▶ [Task requirements] Carry on the news article about the Weinberg Center panel on director-shareholder engagement, starting after its final sentence.

▶ [Text to read]

# # # # #

Weinberg panel discusses benefits, challenges of director and shareholder engagement
12:49 p.m., Nov. 9, 2012--With the onset of the financial crisis and new federal laws that require shareholders to vote for corporate leadership, the University of Delaware’s John L. Weinberg Center for Corporate Governance recently hosted a panel discussion to address the increased national attention director and shareholder communication is receiving.
The panel “Director-Shareholder Engagement: Limits and Possibilities,” was held Thursday, Oct. 11, on UD’s Newark campus to explore the relationship between corporate directors and shareholders.
A double perspective
Because of new legislation like the Dodd-Frank Act, a number of governance organizations and experts -- including constituents like directors, institutional shareholders, activist shareholders, corporate management, regulators and lawyers -- have expressed interest in extending the communication between directors and shareholders and the role such communication should play in making major company decisions.
A group of 10 such constituents participated in the panel, including Donna Anderson, vice president and corporate governance specialist, T. Rowe Price; Glenn Booraem, principal at Vanguard and controller, Vanguard Funds; Peter Gleason, managing director and CFO, National Association of Corporate Directors; Deborah Gilshan, corporate governance counsel, Railpen Investments; Jeremy Goldstein, partner, executive compensation and benefits, Wachtell, Lipton, Rosen and Katz; Jon Hanson, founder and chairman, The Hampshire Companies; Catherine Jackson, corporate governance adviser, PGGM Investments; Henry Ridgely, justice, Supreme Court of Delaware; Sarah Teslik, senior vice president, policy and governance, Apache Corp.; and Marc Rome, vice president for corporate governance, Chesapeake Energy Corp.
According to Charles Elson, director of the Weinberg Center and moderator of the panel, the trend picked up momentum over the last 20 years, beginning with Phillip Morris International.
“The movement has really developed as we’ve seen a tremendous amount of dialogue between management and large shareholders,” explained Elson, who is also Edgar S. Woolard, Jr., Chair in Corporate Governance. “Now we’re moving into a new regime the event of directors meeting with shareholders.”
Corporate management and stockholders alike have been questioning the importance of such communication and searching for the most effective ways to express it. For example, they question whether emphasizing the relationship is simply good practice or a legal and fiduciary obligation.
“There is a real shift in sentiment as many shareholders have an appetite in direct dialogue and really welcome it,” said one corporate council member. “The board’s rule is to represent the shareholders and this rule requires a high performing board with all the directors contributing to the process.”
Like the panelist, some constituents agreed the board’s representation of shareholders is critical and does not change from a shareholder perspective, regardless of the market invested in.
Other panelists said they felt that extending the relationship between directors and shareholders clarifies communication discrepancies that come along with the Say on Pay vote.

# # # # #

▶ [Data]
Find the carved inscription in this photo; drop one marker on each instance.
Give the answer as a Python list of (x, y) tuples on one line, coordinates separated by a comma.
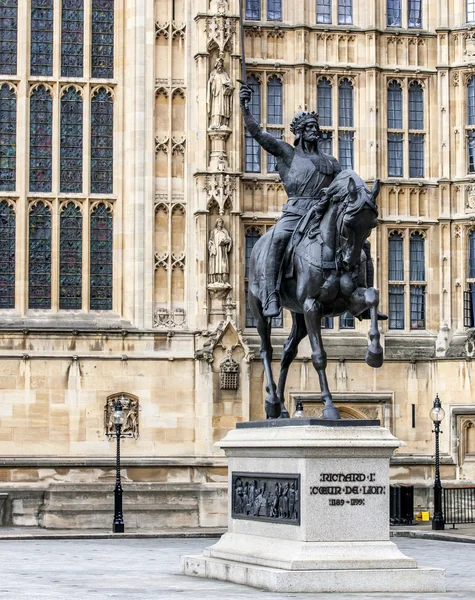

# # # # #

▶ [Exercise answer]
While they agreed that shareholders’ votes are necessary to keep a company functioning, panelists also noted that voting for leadership is one of the most important factors on the Say on Pay ballot because fortifying a bond between directors and shareholders requires engaging in conversation that leads to a relationship to impact decision making.
“A negative vote in a director election on a Say on Pay vote can communicate a desire for change but it doesn’t really offer a lot of guidance on what form that change should take,” articulated a corporate governance representative. “Without engaging, companies risk going in the wrong direction, undergoing change that isn’t satisfactory or even overreacting.”
Although most panelists agreed on the importance of director and shareholder communication, the discussion highlighted some of the barriers to effective engagement.
In particular the panelists felt both proxy statements and a lack of company communication policy make it difficult for the two sides to communicate in a clear and succinct manner.
To assess how management is paid, firms require proxy statements when soliciting votes in advance of annual meetings. These statements can result in 80-page documents management teams interpret as complex and over-regulated, said the panelists. This opens the potential for imprecise communication between directors and shareholders.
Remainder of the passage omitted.